• **TEXT EXCERPT**
>>>>>

# Projecting DV Video from QLab



## Mitchla (Feb 27, 2010)

Hi Folks. Sadly, I know nothing about projectors and would be very grateful if I could get some help.

I'm going to be touring a program of videos and playing them out of QLab on a MacBook Pro. The videos originated as DV. So I'm going to deinterlace them and convert them to H264.

Since the DV footage is 720x480 (non-square pixels), is it better to convert the size to:

A. 720x540, interpolating the vertical dimension up? Or,
B. 640x480, throwing away some horizontal resolution?


As I understand, LCD projectors used to be all 800x600, but now they come in various higher resolutions. When you plug in a projector in some theater where no one knows the resolution, what do you set the MacBook Pro's Display resolution to for the projector? Do you just eyeball it till it looks right?

Sometimes the MacBook Pro's Display settings have refresh rates in Hz. How do you know which one to choose?

Some of my newer projects are 720p. How will they play into the smaller video/projector resolution mix? Do I need to change the projector settings for them?

I should also mention that when I deinterlace the DV movies, I'll be using a utility called JES Deinterlacer which converts the frame rate to 59.94, giving each field its own frame. The image quality is much better this way. Projectors can handle 59.94 fps?

Thanks very much for your help. Much appreciated.

Mitchell the Projector Noob

Mitchell Rose: Comedic Short Films


----------



## ruinexplorer (Feb 27, 2010)

<<<<<

• **SUPPLIED INFORMATION**
>>>>>

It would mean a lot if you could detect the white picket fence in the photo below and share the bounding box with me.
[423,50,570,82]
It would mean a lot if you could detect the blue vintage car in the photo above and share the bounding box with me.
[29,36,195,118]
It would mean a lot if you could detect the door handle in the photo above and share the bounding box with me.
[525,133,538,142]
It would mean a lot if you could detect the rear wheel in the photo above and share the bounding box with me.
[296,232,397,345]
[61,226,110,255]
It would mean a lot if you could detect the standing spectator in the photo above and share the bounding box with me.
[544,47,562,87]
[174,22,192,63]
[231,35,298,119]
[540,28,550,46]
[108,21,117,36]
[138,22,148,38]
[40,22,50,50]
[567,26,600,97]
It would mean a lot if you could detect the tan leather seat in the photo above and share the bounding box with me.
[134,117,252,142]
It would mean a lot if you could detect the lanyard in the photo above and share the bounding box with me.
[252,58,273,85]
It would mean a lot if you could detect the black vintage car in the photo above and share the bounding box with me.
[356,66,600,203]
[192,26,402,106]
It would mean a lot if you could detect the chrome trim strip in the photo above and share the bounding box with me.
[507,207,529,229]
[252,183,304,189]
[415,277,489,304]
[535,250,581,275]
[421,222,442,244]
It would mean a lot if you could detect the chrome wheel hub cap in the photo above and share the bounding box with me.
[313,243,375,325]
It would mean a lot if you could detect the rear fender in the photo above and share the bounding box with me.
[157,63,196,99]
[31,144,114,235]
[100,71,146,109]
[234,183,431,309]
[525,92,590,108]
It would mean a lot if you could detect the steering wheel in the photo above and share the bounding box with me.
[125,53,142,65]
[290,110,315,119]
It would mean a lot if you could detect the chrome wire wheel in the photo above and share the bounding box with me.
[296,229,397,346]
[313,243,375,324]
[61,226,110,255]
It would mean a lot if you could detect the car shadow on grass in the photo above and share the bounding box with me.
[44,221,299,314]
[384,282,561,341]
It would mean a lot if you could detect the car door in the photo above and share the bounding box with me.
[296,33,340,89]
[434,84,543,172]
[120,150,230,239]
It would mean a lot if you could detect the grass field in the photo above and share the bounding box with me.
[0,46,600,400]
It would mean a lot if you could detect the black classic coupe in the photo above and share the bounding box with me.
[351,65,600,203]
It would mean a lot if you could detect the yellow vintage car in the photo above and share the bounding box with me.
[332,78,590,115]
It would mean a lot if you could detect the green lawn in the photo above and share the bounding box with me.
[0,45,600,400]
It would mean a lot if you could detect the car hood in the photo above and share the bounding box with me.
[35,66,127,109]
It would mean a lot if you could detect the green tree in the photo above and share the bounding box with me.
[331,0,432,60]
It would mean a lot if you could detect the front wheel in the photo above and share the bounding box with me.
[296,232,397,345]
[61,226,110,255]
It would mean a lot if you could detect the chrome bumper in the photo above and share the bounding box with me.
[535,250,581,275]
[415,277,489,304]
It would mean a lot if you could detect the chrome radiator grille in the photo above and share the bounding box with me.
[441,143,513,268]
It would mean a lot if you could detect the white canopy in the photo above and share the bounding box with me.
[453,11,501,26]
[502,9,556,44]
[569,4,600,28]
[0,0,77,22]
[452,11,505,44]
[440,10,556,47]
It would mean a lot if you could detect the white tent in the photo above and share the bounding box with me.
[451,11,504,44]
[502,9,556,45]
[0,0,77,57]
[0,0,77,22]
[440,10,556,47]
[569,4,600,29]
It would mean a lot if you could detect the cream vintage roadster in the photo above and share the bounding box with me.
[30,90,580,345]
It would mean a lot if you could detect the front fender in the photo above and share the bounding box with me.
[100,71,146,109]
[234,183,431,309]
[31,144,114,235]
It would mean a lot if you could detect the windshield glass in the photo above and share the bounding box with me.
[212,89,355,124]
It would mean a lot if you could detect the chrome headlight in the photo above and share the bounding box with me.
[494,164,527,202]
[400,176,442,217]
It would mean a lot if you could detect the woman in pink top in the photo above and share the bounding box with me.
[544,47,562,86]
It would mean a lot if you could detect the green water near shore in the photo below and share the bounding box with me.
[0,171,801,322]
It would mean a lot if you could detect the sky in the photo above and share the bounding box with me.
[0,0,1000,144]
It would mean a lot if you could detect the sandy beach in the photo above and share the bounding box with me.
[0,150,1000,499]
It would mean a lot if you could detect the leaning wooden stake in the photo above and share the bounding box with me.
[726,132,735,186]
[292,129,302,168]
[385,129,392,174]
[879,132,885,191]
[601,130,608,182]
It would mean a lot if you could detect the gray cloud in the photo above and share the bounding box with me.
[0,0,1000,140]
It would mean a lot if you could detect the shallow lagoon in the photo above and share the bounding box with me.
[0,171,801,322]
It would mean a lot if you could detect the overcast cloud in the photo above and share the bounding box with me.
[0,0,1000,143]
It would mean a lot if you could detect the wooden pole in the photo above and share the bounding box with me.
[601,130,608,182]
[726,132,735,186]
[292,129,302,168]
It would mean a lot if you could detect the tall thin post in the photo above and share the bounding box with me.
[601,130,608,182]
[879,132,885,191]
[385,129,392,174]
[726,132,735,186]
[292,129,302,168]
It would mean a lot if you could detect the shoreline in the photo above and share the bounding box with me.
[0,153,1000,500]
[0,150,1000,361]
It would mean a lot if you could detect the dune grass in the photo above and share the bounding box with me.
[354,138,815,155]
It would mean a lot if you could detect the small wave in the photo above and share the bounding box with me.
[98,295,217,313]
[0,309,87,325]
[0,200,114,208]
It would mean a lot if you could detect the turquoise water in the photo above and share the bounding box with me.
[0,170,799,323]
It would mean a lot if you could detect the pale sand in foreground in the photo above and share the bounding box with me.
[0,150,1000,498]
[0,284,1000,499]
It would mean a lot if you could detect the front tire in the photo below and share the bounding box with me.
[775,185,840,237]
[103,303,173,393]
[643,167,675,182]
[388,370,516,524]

<<<<<

• **BRIEF A**
Translate this sentence from the QLab forum thread into Spanish: "I'm going to be touring a program of videos and playing them out of QLab on a MacBook Pro."
• **BRIEF B**
In the QLab forum thread, swap "MacBook Pro" for "MacBook Air" and write the passage out again. Begin at the words that have "## Mitchla (Feb", and stop after "some horizontal resolution?".
The records play no part in the work that comes next.

• **WRITTEN SOLUTION A**
Voy a hacer una gira con un programa de videos y los reproduciré desde QLab en una MacBook Pro.

• **WRITTEN SOLUTION B**
## Mitchla (Feb 27, 2010)

Hi Folks. Sadly, I know nothing about projectors and would be very grateful if I could get some help.

I'm going to be touring a program of videos and playing them out of QLab on a MacBook Air. The videos originated as DV. So I'm going to deinterlace them and convert them to H264.

Since the DV footage is 720x480 (non-square pixels), is it better to convert the size to:

A. 720x540, interpolating the vertical dimension up? Or,
B. 640x480, throwing away some horizontal resolution?